STATED PROBLEM ::
Reproduce all of the material below in full, requests included, scaling every x and y coordinate in the answers by a factor of 1.95. Round each result to the nearest whole number, with halves rounded up.

SUPPLIED INFORMATION ::
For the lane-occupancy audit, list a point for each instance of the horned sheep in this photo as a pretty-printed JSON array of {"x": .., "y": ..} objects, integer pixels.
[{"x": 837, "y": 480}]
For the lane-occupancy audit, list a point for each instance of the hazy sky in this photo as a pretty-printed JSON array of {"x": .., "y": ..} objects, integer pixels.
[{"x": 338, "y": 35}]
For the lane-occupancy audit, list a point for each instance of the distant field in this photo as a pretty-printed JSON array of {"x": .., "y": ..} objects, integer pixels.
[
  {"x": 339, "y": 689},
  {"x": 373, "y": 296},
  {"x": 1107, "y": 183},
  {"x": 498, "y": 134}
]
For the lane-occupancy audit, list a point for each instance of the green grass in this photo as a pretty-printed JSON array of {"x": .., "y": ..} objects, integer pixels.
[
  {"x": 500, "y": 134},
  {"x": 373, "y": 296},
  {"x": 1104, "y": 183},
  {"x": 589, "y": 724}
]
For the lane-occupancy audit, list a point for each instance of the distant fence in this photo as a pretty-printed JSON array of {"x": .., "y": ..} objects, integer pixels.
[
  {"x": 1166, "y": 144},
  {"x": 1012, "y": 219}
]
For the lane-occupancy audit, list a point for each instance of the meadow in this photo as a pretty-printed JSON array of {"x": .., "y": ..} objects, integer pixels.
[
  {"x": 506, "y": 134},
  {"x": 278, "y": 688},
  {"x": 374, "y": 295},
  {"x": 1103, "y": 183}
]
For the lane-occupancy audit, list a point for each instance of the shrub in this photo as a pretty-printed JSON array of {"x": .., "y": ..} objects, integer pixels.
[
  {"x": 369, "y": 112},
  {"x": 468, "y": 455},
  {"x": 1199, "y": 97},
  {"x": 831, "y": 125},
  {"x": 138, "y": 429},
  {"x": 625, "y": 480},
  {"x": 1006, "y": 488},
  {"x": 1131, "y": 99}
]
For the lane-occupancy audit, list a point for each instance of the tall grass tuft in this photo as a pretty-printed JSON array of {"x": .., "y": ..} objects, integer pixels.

TASK RESPONSE ::
For the lane-occupancy audit, list a point for each instance of the horned sheep in this photo as a pretty-printed JSON array of {"x": .., "y": ..} objects, integer pixels.
[{"x": 1632, "y": 936}]
For the lane-occupancy audit, list a point for each instance of the hazy sky in this photo as a pretty-printed JSON array of {"x": .., "y": ..} objects, integer pixels.
[{"x": 659, "y": 68}]
For the lane-occupancy audit, list a point for each instance of the distant field in this photo as a pretty-printed JSON array of {"x": .., "y": ..} objects, integer pixels.
[
  {"x": 661, "y": 1344},
  {"x": 727, "y": 577},
  {"x": 2159, "y": 357},
  {"x": 971, "y": 261}
]
For the lane-occupancy audit, list a point for each instance of the green grass in this photo as a pretty-printed JSON array of {"x": .., "y": ..} objects, integer pixels.
[
  {"x": 975, "y": 261},
  {"x": 727, "y": 577},
  {"x": 2153, "y": 357},
  {"x": 1149, "y": 1412}
]
For the lane-occupancy audit, list a point for each instance of the distant fence in this photo as a pretty-printed JSON array of {"x": .., "y": ..} objects, integer pixels.
[
  {"x": 2274, "y": 281},
  {"x": 1973, "y": 427}
]
For the lane-occupancy audit, list a point for each instance of the meadow in this photo as a pretty-printed JSON array of {"x": .., "y": ..} objects, integer pixels.
[
  {"x": 987, "y": 261},
  {"x": 542, "y": 1342},
  {"x": 729, "y": 575},
  {"x": 2151, "y": 357}
]
For the lane-occupancy audit, list a point for each instance of the shrub in this photo as a pretty-printed JSON array of {"x": .., "y": ..} objects, integer pixels.
[
  {"x": 720, "y": 218},
  {"x": 913, "y": 887},
  {"x": 2338, "y": 189},
  {"x": 1620, "y": 244},
  {"x": 269, "y": 837},
  {"x": 1219, "y": 936},
  {"x": 1962, "y": 952},
  {"x": 2205, "y": 193}
]
For the lane-occupancy audit, list a point for each instance of the tall grass tuft in this photo as a pretty-printed JSON array of {"x": .., "y": ..} objects, integer pixels.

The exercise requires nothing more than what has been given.